Assignment: How many lines in the listing contain the word "positive"? Reply with the number alone.

Material to process:
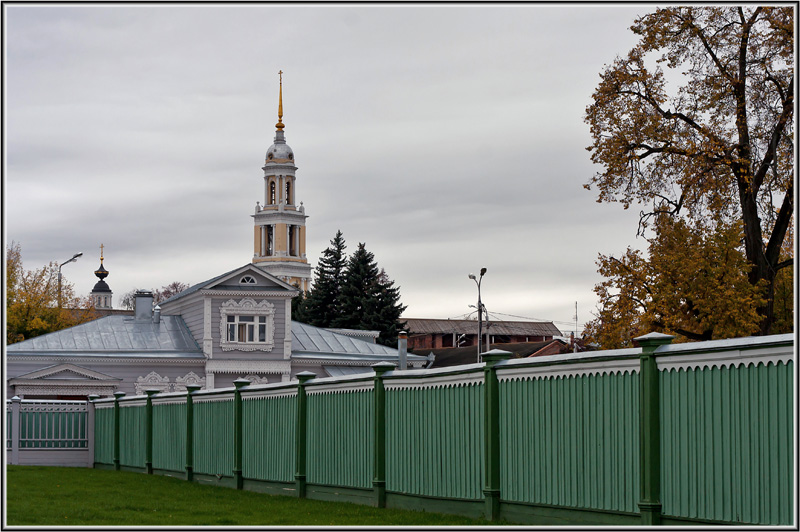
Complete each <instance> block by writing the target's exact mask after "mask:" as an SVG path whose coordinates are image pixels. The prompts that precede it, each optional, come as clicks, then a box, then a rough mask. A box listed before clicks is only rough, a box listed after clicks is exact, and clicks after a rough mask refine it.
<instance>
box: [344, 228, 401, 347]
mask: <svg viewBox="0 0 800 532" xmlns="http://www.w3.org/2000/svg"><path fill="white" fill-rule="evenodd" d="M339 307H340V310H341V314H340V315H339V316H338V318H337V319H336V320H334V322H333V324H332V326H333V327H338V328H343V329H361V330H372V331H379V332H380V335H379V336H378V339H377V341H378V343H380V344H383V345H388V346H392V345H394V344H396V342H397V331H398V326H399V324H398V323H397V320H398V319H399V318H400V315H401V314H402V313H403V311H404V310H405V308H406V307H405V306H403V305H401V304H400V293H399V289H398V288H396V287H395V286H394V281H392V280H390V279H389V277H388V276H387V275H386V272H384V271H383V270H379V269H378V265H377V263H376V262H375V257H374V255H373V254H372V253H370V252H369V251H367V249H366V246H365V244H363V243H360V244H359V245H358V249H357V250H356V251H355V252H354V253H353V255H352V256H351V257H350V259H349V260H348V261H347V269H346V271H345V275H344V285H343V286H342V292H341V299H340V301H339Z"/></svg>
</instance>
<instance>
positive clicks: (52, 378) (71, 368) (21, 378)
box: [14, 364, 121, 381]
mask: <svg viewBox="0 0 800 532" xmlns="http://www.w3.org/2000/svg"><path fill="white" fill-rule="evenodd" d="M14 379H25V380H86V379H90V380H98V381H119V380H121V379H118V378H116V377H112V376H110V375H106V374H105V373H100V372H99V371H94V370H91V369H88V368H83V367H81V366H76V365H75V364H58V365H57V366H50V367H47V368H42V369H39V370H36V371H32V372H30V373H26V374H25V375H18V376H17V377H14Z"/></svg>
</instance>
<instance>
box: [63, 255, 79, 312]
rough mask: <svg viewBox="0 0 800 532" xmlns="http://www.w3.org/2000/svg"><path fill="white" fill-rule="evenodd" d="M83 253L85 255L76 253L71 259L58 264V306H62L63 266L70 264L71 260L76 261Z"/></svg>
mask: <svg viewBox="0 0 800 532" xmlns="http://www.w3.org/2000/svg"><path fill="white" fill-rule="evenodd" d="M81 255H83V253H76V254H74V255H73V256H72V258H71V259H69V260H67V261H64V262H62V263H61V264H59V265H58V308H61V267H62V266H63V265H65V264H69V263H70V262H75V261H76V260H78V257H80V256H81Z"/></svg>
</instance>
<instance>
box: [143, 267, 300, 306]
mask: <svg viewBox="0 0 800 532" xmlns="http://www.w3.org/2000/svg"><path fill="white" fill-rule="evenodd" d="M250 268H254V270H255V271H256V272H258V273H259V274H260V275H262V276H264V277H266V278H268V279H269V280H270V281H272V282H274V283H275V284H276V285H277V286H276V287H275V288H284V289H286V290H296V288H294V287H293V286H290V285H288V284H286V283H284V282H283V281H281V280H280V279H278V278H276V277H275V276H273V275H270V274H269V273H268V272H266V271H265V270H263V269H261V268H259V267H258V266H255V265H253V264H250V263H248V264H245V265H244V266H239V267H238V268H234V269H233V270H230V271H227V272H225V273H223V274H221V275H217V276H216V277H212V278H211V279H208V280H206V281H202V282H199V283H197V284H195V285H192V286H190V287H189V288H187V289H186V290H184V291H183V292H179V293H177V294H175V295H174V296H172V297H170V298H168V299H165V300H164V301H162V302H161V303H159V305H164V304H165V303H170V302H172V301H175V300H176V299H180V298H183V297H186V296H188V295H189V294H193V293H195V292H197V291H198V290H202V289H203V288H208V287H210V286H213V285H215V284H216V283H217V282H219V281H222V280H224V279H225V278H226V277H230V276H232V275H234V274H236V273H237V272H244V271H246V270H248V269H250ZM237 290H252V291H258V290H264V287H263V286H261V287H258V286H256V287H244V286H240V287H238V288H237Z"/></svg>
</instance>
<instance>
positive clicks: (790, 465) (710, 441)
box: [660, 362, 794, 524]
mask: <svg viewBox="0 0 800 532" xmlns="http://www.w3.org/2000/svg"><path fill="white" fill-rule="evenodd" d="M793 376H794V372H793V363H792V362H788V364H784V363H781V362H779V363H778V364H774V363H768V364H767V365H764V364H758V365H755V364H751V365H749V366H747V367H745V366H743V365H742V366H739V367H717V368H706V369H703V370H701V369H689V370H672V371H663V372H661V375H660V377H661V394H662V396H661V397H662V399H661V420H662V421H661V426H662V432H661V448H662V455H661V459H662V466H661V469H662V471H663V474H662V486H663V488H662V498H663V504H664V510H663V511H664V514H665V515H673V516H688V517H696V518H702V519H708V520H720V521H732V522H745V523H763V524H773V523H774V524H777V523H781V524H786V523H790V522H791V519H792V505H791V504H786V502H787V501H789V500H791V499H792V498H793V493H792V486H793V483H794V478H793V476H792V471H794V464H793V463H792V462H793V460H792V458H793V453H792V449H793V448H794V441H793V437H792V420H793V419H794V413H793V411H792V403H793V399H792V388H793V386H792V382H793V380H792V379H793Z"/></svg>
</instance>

Response to this exercise: 2